_Task requirements_. From the records below, state how many lines hold the string "chimpanzee", without any other text.

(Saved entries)
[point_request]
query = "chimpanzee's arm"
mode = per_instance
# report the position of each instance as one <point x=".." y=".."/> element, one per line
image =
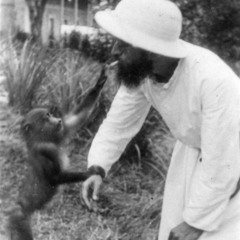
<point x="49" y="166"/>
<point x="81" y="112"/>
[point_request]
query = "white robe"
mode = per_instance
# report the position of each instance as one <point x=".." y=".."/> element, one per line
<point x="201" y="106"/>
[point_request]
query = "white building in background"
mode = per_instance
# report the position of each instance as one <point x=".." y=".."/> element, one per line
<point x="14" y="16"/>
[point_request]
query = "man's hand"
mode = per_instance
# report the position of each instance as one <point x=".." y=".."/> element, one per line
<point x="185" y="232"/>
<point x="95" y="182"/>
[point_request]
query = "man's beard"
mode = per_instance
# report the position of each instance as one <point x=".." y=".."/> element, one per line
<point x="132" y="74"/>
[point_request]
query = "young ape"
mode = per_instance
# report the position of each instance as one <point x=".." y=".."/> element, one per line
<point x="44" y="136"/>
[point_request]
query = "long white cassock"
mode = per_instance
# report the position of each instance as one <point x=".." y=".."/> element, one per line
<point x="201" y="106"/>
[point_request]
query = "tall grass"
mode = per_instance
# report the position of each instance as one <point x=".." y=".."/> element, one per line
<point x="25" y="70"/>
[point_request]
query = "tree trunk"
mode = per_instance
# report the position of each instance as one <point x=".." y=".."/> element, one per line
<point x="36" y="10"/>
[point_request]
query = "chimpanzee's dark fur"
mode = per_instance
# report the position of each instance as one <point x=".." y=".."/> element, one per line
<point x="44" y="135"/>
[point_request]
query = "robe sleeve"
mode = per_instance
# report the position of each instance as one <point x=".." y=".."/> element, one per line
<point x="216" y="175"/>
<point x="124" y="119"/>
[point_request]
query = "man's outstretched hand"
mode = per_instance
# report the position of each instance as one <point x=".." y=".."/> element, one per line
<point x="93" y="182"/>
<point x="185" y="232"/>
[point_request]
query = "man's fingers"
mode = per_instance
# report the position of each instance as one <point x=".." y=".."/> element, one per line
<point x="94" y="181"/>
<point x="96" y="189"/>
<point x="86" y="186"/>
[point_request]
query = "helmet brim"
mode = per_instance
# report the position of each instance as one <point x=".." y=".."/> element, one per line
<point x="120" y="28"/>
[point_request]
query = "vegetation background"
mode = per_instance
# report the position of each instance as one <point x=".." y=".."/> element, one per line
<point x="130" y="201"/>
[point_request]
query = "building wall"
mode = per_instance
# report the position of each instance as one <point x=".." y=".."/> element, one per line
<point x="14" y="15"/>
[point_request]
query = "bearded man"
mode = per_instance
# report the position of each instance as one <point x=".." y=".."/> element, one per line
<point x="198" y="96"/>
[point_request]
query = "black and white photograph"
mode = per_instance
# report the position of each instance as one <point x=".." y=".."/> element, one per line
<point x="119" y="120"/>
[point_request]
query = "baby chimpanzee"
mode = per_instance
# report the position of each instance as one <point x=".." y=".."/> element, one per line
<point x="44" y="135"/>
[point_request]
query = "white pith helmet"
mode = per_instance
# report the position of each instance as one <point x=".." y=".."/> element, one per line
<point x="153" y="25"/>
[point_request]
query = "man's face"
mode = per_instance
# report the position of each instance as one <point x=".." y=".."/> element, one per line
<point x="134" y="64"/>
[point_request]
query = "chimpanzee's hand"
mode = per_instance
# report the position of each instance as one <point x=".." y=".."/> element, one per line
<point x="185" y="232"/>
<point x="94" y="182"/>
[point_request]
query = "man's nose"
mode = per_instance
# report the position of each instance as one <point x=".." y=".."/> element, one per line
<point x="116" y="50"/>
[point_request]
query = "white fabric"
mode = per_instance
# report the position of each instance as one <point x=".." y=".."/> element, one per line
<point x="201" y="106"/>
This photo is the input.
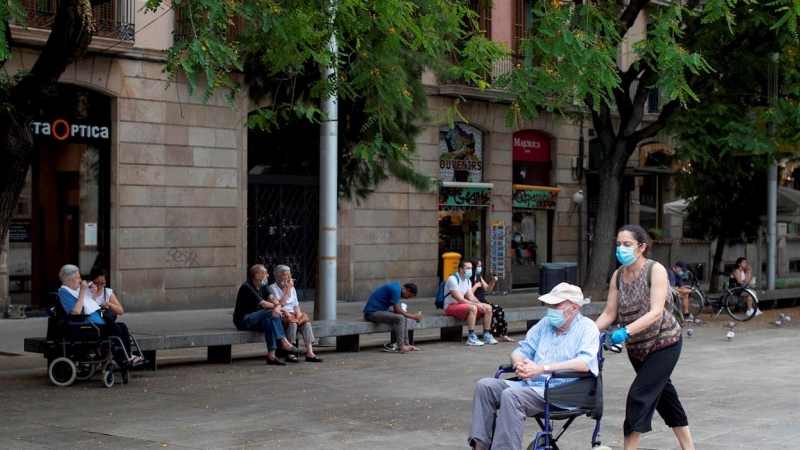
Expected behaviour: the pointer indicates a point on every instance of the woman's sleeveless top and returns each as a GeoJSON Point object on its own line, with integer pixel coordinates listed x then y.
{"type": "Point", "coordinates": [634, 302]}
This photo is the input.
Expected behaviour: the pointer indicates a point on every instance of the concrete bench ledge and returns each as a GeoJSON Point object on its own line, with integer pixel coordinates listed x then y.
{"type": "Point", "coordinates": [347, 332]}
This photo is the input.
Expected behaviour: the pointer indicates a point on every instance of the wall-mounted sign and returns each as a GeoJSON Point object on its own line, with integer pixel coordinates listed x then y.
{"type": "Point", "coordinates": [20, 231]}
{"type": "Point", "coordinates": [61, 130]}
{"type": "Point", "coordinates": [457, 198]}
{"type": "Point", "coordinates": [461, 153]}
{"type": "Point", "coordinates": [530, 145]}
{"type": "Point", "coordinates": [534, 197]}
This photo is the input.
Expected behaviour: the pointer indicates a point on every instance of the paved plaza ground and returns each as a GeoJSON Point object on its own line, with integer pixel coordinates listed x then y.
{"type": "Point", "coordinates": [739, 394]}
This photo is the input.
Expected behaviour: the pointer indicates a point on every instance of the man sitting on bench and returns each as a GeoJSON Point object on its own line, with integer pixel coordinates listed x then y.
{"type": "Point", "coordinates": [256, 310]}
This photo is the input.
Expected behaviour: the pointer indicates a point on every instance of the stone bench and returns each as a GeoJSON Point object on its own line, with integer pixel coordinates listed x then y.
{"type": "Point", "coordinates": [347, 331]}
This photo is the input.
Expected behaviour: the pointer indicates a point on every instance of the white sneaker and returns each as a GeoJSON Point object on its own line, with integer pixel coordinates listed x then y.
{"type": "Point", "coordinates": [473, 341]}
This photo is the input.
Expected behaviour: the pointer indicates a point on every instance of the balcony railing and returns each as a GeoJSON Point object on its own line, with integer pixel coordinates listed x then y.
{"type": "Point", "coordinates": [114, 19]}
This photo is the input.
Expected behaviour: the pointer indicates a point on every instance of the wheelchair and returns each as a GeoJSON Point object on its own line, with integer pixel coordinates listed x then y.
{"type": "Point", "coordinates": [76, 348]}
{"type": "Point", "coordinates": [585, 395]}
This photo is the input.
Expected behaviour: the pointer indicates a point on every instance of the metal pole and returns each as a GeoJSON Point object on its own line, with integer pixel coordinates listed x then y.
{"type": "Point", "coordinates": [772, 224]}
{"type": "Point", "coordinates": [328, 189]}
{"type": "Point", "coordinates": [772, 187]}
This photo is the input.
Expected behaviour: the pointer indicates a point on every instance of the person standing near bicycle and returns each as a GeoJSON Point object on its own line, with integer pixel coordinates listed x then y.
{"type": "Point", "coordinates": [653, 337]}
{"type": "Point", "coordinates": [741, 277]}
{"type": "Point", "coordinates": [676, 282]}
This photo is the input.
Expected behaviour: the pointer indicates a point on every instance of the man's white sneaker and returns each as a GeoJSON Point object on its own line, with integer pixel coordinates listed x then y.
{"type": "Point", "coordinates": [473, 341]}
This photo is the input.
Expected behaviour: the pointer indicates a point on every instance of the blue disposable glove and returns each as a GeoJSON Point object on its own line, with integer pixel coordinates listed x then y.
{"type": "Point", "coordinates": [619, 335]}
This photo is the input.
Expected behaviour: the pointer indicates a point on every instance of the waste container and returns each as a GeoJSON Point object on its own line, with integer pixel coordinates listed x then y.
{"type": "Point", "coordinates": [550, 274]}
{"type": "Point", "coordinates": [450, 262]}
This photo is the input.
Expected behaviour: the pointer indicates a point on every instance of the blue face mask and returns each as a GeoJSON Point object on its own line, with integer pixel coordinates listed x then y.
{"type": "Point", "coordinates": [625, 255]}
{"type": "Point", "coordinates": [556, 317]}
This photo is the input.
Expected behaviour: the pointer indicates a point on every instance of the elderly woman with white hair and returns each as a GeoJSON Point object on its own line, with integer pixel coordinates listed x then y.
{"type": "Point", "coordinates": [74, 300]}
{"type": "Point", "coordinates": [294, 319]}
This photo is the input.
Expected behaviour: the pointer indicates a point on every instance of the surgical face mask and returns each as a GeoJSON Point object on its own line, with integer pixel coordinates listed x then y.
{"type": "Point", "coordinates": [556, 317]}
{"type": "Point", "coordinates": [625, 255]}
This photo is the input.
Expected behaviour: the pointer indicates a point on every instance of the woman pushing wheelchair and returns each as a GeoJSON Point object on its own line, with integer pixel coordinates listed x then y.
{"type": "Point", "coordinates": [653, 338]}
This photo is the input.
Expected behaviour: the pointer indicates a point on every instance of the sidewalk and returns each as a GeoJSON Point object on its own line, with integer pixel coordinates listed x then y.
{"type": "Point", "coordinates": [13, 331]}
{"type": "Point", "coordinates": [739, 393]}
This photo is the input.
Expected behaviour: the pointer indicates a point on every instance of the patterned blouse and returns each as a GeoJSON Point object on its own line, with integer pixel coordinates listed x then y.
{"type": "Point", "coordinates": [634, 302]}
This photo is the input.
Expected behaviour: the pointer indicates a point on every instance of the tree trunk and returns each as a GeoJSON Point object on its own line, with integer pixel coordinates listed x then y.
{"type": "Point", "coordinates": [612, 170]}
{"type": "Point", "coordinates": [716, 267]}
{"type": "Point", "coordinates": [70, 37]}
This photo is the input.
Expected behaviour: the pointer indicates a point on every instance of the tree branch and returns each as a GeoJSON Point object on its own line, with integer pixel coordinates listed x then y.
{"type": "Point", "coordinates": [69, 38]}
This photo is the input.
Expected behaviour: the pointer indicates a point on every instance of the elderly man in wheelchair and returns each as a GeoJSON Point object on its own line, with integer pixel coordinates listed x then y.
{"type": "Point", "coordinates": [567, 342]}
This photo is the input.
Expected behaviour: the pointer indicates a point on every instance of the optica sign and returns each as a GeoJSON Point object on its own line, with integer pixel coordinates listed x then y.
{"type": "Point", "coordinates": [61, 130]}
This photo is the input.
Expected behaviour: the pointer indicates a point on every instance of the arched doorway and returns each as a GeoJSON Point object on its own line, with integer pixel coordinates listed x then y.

_Solution to this exercise_. 4